Location identification entries:
----------

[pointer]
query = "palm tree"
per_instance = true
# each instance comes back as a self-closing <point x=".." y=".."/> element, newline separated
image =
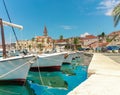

----------

■ Short problem:
Copy every line of the material above without any change, leaving out the pictures.

■ Finished exercise:
[pointer]
query = "palm tree"
per_instance = true
# each instance comes back as a self-closing <point x=".." y=".."/> element, newline separated
image =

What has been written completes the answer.